--- start Given records ---

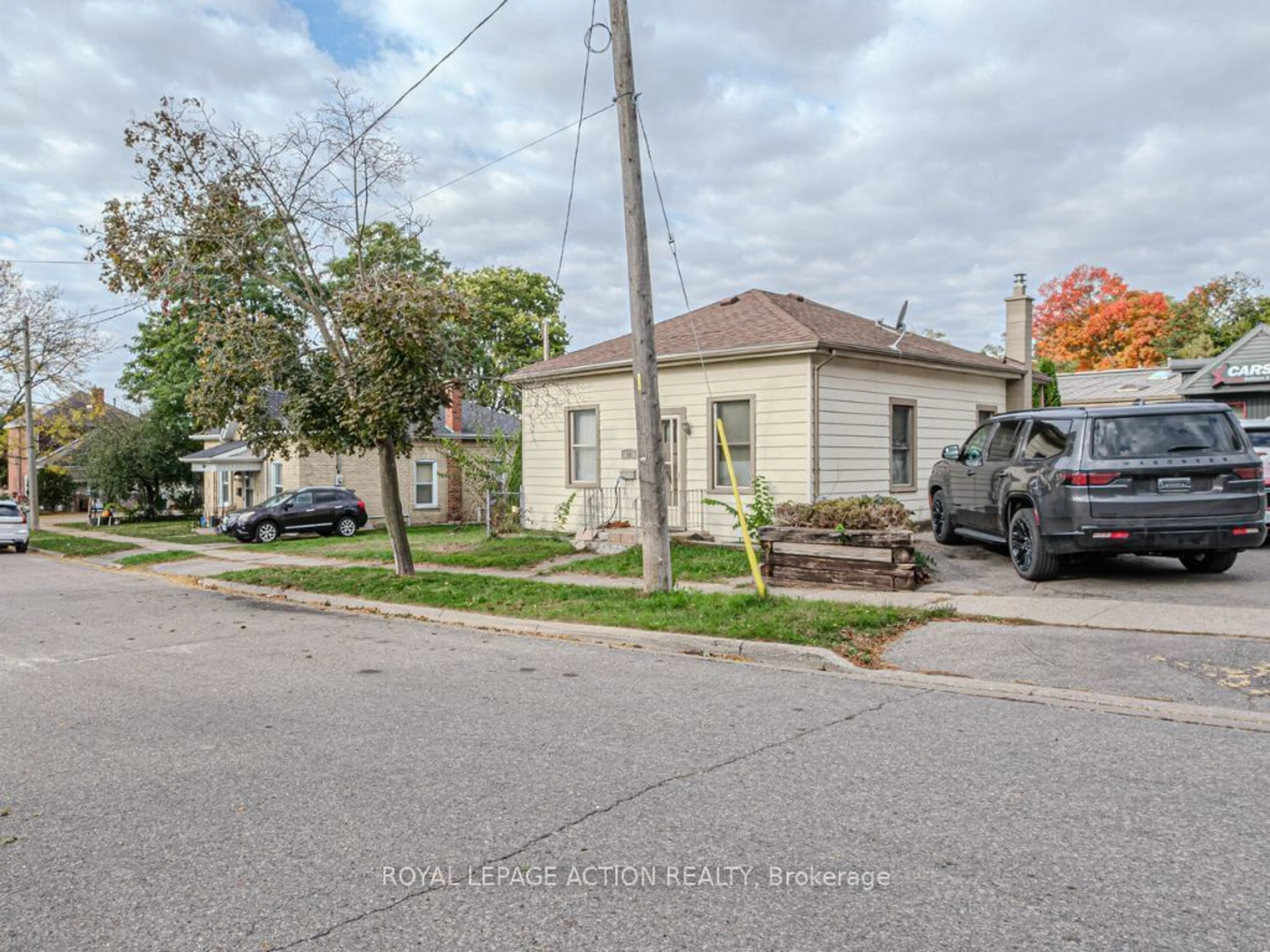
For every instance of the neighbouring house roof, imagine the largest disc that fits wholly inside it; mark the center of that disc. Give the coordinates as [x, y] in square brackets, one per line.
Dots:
[1147, 384]
[760, 322]
[234, 452]
[74, 403]
[477, 422]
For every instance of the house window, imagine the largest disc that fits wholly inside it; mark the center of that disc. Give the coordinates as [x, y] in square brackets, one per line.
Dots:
[425, 484]
[738, 427]
[904, 440]
[585, 446]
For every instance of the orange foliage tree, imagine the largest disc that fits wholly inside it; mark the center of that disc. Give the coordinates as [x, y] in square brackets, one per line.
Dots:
[1091, 320]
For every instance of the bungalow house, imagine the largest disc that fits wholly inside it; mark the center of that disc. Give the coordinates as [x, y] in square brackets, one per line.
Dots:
[60, 428]
[1239, 376]
[235, 476]
[818, 402]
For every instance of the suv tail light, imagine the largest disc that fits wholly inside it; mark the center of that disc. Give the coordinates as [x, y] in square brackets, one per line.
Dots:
[1085, 478]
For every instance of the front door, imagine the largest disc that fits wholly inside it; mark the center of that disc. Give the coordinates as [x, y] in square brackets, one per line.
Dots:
[672, 451]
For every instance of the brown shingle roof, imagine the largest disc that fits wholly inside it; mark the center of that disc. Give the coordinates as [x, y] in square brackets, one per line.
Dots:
[760, 319]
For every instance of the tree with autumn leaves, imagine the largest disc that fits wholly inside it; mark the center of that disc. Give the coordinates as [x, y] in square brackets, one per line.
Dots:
[1093, 320]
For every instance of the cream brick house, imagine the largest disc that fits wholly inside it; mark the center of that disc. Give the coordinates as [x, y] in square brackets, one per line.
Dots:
[818, 402]
[235, 478]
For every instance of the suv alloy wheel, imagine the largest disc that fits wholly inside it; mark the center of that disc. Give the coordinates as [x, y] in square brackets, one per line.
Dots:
[1028, 550]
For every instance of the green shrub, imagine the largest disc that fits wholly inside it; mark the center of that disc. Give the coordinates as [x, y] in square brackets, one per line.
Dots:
[854, 513]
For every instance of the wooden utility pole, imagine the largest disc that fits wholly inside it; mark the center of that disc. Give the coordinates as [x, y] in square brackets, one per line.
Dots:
[648, 404]
[32, 476]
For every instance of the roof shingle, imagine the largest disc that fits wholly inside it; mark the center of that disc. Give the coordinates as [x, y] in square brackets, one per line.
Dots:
[761, 319]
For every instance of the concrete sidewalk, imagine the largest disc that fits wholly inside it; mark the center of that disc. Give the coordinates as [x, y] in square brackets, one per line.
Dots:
[1049, 610]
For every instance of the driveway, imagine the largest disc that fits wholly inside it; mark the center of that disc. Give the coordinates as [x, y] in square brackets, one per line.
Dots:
[973, 569]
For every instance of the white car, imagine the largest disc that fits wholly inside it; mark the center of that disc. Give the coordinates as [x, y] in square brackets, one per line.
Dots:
[13, 526]
[1259, 431]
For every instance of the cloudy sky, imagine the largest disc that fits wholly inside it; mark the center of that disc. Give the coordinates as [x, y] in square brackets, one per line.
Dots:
[857, 151]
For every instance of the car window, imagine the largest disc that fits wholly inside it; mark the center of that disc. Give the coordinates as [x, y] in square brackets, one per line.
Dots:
[973, 450]
[1004, 441]
[1048, 438]
[1163, 435]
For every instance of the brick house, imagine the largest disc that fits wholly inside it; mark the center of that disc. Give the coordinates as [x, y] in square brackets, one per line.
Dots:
[234, 476]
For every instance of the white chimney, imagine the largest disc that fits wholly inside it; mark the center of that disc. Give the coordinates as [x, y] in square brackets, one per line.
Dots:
[1019, 342]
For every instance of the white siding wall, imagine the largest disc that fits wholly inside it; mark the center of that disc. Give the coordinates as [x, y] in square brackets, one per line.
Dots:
[779, 388]
[855, 423]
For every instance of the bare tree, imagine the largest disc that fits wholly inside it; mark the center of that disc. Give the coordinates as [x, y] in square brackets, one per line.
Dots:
[305, 291]
[63, 344]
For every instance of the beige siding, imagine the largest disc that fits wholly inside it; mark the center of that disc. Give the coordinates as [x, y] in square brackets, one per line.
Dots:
[361, 474]
[779, 388]
[855, 422]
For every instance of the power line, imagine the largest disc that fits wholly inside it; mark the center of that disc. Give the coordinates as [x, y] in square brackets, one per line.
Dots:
[675, 253]
[670, 235]
[398, 102]
[577, 145]
[514, 153]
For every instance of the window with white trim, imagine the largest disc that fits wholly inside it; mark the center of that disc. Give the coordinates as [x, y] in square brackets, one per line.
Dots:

--- end Given records ---

• [Required work]:
Recast everything from the line containing "For every instance of the green" down to the line containing "[1019, 342]", both ends included, as a two-column CSV with the headers entry_text and marked_points. Give one row per entry, with each field in double quotes and any line breaks inside a field replaced by spaces.

• [Complete answer]:
entry_text,marked_points
"For every instance of the green shrub, imagine the largest disc that fits wholly inside it; mark the center of that disc. Give the coordinates as [x, y] in square brackets, one per line. Dots:","[854, 513]"
"For every instance of the wooden utility pole, imagine the largest disc that fits wholly inside it; mark the center of that disc. Give the coordinates as [x, y] in square brackets, one per line. Dots:","[648, 404] [32, 476]"
"For every instance of the roof shingle, imagine the largest disc that fits wholly inside it; mark the center of that disc. Give the coordinates as [x, y] in square brackets, one per line. Dots:","[761, 319]"
"For every instance of the concrete sidewalk, imagine the largest disc that fits wholly inside it; mark the center of that disc. Give the coordinates as [x, y] in square brackets, one per line. Dots:","[1049, 610]"
"For every instance of the driveway, imagine the largest disc that fits wholly inside it; mark the center of that disc. Give the coordinates as [x, y] in square brackets, one per line. Dots:","[973, 569]"
"For every instance of the white car, imagine the largest disc that fits wholly inside it; mark the center of that disc. Give the coordinates as [x, y] in square brackets, one per line. Dots:","[13, 526] [1259, 431]"
"For every instance of the cloudy sky, imagine the largest disc that fits wholly inside it; mark the center of that disc. Give the coordinates as [x, y] in square brackets, one per line. Dots:","[857, 151]"
"For every instance of the car window, imagine the largest disc that fits wholly inside it; mark the center of that disc. Give the coordinates as [x, y] in square brackets, one per line. Dots:","[973, 450] [1004, 441] [1048, 438] [1163, 435]"
"For every instance of the brick house, imagine the largest disc that fits wholly inside it; mark the center of that disc. Give the coordinates as [x, y] in square brackets, one per line. Dots:","[234, 476]"
"For every instance of the white chimney, imagine the largest disc that fits wholly inside it; mark the center of that disc. Give the coordinates as [x, y] in square brackets, one per line. Dots:","[1019, 342]"